TEKSTGEDEELTE:
-----

2.2 de bouwhoogte van een bouwwerk:

vanaf het peil tot aan het hoogste punt van een gebouw of van een bouwwerk, geen gebouw zijnde, met uitzondering van ondergeschikte bouwonderdelen, zoals schoorstenen, antennes, en naar de aard daarmee gelijk te stellen bouwonderdelen, met dien verstande dat de hoogte van een strandhuis gemeten wordt vanaf de bovenzijde van de vloer van het strandhuis.

2.3 de bouwhoogte van een bouwwerk, geen gebouw zijnde:

tussen de bovenkant van het bouwwerk en het peil; de hoogte van molens wordt gemeten vanaf het peil tot aan het hoogste punt dat de wiek kan innemen;

2.4 de lengte, breedte en diepte van een gebouw:

tussen (de lijnen getrokken door) de buitenzijde van de gevels en het hart van de scheidsmuren;

2.5 de oppervlakte van een gebouw:

tussen de buitenwerkse gevelvlakken en/of het hart van de scheidingsmuren, neerwaarts geprojecteerd op het gemiddelde niveau van het afgewerkte bouwterrein ter plaatse van het bouwwerk, met dien verstande dat de oppervlakte van een strandhuis gemeten wordt tussen de binnenwerkse gevelvlakken en/of binnenzijde van de scheidingmuren;

2.6 de inhoud van een gebouw:

wordt gemeten tussen de bovenzijde van de begane grondvloer, de buitenzijde van de gevels en/of het hart van de scheidingsmuren en de buitenzijde van de daken en dakkapellen;

2.7 de goothoogte van een bouwwerk:

vanaf het peil tot aan de bovenkant van de goot, c.q. de druiplijn, het boeibord, of een daarmee gelijk te stellen constructiedeel, indien zich op een gebouw één of meer dakkapellen bevinden waarvan de gezamenlijke breedte meer bedraagt dan 50% van de gevelbreedte, wordt van de goot of het boeibord van de dakkapel uitgegaan;

2.8 de inhoud van een (regionale) mestverzamelsilo:

de inhoud van een (regionale) mestverzamelsilo wordt gemeten tussen het peil, de buitenzijde van de wanden en de buitenzijde van de afdekking;

2.9 de oppervlakte van een bouwwerk:

tussen de buitenwerkse gevelvlakken en/of het hart van de scheidingsmuren, neerwaarts geprojecteerd op het gemiddelde niveau van het afgewerkte bouwterrein ter plaatse van het bouwwerk;

2.10 ondergeschikte bouwonderdelen:

bij toepassing van het in dit artikel bepaalde worden ondergeschikte bouwonderdelen, zoals plinten, pilasters, kozijnen, gevelversieringen, ventilatiekanalen, schoorstenen, luchtkokers, wolfseinden, dakkapellen, liftschachten, gevel- en kroonlijsten, luifels, balkons en overstekende daken tot een overschrijding van het bouwvlak met maximaal 1,5 meter alsmede een bouwhoogte van maximaal 3 meter buiten beschouwing gelaten.

-----

GEGEVENS:

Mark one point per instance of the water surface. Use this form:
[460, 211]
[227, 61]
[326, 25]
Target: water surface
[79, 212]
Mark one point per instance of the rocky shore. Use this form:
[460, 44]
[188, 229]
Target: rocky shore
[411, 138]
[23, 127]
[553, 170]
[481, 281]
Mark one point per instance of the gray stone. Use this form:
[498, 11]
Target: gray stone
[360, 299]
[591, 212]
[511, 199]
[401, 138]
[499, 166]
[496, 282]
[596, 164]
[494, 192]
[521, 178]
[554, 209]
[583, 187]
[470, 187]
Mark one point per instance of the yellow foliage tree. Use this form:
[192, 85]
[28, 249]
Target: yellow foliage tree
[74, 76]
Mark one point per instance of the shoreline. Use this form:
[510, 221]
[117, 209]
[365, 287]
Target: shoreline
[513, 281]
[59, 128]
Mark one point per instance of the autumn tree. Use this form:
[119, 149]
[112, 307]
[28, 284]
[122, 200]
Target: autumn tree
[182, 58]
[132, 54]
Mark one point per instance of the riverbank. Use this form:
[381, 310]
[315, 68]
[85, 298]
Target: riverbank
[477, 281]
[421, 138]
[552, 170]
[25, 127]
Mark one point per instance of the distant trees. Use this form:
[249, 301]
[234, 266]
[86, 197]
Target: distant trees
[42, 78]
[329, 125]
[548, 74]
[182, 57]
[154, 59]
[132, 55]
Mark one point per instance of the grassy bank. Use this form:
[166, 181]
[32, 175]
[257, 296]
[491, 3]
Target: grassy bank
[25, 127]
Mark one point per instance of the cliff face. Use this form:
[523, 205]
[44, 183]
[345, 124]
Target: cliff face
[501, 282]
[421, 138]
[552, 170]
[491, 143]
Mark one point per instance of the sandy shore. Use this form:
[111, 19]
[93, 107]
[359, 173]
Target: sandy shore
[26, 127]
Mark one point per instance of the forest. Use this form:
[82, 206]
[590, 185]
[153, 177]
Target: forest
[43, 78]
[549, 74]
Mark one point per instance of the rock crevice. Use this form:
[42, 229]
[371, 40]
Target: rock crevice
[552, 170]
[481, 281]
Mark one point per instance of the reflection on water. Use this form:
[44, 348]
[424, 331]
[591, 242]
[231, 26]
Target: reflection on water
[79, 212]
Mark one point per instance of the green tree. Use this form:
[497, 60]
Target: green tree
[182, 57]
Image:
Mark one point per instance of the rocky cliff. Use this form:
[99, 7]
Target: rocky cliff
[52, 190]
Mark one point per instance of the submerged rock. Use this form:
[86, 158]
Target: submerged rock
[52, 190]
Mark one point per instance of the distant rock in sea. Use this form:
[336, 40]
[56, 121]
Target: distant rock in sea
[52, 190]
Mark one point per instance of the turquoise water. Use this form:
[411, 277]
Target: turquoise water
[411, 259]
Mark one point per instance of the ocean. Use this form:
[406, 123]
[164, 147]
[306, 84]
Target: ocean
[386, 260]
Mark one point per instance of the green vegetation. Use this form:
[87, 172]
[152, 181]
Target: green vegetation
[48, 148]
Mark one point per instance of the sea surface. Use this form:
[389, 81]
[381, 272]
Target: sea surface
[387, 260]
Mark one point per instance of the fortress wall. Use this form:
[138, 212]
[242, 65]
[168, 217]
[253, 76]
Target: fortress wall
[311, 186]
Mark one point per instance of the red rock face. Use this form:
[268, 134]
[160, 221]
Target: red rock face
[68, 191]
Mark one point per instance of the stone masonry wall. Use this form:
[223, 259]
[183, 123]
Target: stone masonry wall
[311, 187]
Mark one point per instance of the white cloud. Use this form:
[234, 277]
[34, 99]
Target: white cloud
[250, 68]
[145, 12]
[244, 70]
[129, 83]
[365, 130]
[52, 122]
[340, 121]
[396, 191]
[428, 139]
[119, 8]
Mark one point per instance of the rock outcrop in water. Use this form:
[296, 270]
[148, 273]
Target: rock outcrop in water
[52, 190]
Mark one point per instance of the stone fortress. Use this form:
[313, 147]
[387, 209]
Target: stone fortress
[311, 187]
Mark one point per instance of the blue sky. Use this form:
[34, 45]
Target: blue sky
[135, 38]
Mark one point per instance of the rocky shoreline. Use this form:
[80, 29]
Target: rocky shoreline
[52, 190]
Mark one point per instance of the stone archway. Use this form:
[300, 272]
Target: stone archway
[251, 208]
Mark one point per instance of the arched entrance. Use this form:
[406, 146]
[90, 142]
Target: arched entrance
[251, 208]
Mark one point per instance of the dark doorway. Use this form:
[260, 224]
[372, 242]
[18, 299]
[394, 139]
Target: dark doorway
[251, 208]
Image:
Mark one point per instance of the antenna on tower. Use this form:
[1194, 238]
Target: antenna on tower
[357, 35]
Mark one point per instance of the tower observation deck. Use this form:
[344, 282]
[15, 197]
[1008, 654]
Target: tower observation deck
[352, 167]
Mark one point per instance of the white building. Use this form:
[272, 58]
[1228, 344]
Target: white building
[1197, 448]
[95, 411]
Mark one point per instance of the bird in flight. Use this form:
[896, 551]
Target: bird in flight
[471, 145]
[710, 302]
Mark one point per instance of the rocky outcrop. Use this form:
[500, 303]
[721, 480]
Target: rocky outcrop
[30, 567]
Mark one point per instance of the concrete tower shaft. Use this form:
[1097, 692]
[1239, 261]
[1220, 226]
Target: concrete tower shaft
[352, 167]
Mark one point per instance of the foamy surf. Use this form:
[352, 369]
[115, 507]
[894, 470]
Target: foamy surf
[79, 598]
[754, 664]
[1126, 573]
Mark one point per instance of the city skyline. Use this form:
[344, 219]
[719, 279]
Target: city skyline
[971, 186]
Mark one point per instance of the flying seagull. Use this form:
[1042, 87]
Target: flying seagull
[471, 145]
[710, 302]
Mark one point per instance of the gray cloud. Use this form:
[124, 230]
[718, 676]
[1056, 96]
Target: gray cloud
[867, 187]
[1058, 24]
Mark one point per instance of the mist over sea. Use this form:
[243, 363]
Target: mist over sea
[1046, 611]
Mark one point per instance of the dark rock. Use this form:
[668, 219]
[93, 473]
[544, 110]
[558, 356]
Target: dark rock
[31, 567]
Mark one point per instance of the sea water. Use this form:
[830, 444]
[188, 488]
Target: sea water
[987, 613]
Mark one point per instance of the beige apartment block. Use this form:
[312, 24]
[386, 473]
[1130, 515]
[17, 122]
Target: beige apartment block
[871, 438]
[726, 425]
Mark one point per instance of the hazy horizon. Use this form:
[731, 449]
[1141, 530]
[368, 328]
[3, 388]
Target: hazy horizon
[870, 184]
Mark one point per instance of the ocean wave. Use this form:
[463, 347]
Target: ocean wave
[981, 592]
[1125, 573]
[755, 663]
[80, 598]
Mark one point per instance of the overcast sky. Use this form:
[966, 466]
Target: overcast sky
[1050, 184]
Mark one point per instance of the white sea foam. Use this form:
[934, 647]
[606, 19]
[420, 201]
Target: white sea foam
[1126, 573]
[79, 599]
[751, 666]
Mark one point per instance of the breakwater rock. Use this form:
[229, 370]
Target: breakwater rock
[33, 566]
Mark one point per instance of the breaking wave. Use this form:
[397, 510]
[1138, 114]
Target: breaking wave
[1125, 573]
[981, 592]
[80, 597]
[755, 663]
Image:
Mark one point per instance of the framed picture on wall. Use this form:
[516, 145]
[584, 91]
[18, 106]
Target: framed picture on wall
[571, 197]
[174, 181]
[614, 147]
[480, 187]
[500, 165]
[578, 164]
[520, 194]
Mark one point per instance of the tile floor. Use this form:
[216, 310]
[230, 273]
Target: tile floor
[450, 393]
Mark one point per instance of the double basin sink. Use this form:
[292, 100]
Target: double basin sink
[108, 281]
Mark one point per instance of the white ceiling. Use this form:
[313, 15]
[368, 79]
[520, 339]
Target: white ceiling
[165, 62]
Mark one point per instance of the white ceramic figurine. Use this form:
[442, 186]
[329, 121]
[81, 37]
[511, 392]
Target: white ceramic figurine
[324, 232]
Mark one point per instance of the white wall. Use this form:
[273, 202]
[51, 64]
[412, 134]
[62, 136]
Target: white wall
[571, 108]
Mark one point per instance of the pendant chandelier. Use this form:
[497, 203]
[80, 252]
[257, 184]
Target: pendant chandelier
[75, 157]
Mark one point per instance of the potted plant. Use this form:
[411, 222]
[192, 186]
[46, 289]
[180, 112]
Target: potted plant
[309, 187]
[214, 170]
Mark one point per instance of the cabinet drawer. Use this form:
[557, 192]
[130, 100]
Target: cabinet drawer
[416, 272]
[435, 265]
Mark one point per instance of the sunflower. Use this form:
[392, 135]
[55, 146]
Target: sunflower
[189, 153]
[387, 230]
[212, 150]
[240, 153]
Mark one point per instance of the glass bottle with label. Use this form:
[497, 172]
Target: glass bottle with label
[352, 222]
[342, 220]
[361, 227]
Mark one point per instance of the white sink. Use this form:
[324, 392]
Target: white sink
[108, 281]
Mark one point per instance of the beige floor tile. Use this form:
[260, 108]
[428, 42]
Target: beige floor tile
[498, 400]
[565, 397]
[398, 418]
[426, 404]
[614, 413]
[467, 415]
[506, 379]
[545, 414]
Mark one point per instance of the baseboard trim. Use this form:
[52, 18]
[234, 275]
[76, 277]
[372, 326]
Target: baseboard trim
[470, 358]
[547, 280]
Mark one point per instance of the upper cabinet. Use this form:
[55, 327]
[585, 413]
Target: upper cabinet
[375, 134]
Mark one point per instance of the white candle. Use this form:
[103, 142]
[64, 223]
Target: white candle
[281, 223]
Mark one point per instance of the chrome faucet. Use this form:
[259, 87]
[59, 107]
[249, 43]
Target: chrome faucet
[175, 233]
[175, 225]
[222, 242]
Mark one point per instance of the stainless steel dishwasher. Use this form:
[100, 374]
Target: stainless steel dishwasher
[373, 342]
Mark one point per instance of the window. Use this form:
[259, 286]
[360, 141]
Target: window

-----

OPDRACHTEN:
(1) Vanaf welk punt wordt volgens het tekstgedeelte de hoogte van een strandhuis gemeten?
(2) Kopieer uit het tekstgedeelte letterlijk de passage van "bij toepassing van" tot en met "buiten beschouwing gelaten.".
(3) Geef voor elke uitspraak aan of die klopt met het tekstgedeelte, met ja of nee en de doorslaggevende woorden uit de tekst letterlijk geciteerd.
(a) De hoogte van molens wordt gemeten tot het hoogste punt dat de wiek kan innemen.
(b) De oppervlakte van een strandhuis wordt gemeten tussen de buitenwerkse gevelvlakken.
(c) Ondergeschikte bouwonderdelen blijven buiten beschouwing tot een overschrijding van het bouwvlak met maximaal 2 meter.

ANTWOORDEN PER OPDRACHT:
(1) Vanaf de bovenzijde van de vloer van het strandhuis.

(2)
bij toepassing van het in dit artikel bepaalde worden ondergeschikte bouwonderdelen, zoals plinten, pilasters, kozijnen, gevelversieringen, ventilatiekanalen, schoorstenen, luchtkokers, wolfseinden, dakkapellen, liftschachten, gevel- en kroonlijsten, luifels, balkons en overstekende daken tot een overschrijding van het bouwvlak met maximaal 1,5 meter alsmede een bouwhoogte van maximaal 3 meter buiten beschouwing gelaten.

(3)
(a) Ja: "de hoogte van molens wordt gemeten vanaf het peil tot aan het hoogste punt dat de wiek kan innemen"
(b) Nee: "de oppervlakte van een strandhuis gemeten wordt tussen de binnenwerkse gevelvlakken en/of binnenzijde van de scheidingmuren"
(c) Nee: "tot een overschrijding van het bouwvlak met maximaal 1,5 meter"